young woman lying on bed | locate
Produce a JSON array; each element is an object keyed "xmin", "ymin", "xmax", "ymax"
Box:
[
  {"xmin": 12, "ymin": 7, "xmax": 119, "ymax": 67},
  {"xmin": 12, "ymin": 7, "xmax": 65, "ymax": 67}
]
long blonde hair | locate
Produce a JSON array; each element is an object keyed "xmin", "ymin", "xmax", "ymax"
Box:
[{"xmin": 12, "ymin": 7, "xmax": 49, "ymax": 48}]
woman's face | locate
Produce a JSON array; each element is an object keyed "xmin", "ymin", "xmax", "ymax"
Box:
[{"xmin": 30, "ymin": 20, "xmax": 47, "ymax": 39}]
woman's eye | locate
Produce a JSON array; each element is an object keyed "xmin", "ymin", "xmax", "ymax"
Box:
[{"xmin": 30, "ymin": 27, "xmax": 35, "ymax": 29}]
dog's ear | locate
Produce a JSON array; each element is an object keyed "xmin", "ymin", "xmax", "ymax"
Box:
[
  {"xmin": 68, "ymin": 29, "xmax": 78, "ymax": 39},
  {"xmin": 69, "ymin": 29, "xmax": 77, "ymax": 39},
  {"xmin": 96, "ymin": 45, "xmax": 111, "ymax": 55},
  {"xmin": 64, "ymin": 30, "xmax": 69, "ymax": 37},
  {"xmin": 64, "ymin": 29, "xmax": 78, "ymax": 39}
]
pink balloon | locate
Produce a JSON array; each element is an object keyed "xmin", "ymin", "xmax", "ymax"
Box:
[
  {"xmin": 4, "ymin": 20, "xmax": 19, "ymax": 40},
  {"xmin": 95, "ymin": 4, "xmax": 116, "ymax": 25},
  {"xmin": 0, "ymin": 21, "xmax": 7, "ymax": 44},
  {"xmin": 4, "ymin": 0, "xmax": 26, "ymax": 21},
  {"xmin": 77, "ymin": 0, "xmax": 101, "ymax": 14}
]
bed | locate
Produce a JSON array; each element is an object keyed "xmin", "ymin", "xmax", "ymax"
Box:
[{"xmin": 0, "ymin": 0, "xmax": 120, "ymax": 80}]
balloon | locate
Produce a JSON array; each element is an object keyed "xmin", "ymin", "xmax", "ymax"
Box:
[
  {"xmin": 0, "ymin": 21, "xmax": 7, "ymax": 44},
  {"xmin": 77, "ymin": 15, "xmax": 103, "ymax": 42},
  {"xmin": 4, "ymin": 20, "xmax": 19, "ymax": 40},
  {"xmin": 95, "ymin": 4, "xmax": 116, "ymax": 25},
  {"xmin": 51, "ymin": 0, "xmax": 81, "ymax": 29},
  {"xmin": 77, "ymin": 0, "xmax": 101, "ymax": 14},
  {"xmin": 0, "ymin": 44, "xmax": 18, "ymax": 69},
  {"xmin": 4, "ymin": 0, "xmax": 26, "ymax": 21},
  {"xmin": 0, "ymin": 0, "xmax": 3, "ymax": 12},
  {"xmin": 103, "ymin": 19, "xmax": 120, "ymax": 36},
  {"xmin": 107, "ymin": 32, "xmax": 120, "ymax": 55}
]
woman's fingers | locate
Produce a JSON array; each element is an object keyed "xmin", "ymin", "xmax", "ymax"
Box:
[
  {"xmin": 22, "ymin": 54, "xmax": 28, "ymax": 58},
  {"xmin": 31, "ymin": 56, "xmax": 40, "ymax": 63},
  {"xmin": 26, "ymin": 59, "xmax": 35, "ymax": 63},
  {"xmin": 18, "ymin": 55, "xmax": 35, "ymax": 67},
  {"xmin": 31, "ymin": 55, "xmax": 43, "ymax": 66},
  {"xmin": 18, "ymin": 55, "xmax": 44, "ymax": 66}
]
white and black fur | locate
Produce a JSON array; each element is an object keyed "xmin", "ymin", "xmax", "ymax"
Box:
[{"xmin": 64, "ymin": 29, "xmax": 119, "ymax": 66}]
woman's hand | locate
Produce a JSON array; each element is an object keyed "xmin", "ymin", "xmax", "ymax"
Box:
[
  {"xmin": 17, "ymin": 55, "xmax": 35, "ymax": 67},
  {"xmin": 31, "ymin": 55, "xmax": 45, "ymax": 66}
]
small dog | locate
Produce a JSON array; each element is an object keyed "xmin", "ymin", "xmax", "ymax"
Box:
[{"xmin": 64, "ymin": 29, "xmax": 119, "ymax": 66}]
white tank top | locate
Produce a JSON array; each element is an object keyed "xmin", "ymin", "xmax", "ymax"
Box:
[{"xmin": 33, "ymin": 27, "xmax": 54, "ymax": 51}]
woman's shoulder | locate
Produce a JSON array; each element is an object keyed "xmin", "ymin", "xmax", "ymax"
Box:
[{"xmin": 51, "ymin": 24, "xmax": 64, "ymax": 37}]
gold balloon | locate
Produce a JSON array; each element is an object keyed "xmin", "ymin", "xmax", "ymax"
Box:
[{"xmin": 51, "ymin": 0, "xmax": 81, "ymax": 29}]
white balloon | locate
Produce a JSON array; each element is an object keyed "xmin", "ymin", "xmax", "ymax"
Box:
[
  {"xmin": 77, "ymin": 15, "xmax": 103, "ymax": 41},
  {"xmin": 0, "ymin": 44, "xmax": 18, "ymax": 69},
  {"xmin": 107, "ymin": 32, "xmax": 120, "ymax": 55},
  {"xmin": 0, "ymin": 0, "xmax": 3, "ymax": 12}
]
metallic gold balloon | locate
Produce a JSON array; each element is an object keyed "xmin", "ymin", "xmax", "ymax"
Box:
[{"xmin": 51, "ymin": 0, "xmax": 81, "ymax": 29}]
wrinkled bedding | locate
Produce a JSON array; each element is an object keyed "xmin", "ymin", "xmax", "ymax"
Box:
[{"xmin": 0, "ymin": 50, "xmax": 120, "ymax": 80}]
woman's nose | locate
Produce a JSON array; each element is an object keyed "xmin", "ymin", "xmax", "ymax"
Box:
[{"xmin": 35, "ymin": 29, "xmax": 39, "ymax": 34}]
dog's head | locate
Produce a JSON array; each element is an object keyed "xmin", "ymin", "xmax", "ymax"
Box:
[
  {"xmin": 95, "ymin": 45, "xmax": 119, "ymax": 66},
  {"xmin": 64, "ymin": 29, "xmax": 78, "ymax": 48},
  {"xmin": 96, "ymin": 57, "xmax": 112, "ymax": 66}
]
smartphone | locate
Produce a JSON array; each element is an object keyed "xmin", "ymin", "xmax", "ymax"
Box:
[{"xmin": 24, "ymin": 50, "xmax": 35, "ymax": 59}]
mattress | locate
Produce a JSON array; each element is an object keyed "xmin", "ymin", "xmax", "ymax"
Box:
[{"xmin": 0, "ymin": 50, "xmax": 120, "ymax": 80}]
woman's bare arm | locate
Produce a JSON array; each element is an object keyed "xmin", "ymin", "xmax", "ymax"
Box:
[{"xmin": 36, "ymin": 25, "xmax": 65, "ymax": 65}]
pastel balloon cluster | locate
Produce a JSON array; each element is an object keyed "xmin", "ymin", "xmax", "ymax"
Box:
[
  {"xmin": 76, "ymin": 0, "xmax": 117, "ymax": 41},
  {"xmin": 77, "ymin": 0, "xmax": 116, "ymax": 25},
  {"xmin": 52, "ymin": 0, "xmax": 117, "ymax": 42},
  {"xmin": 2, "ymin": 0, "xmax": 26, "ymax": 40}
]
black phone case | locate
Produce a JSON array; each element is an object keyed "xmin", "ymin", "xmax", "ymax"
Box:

•••••

Give the number of lines in the records that contain the string "balloon", and write nothing besides that number.

-- Solution --
6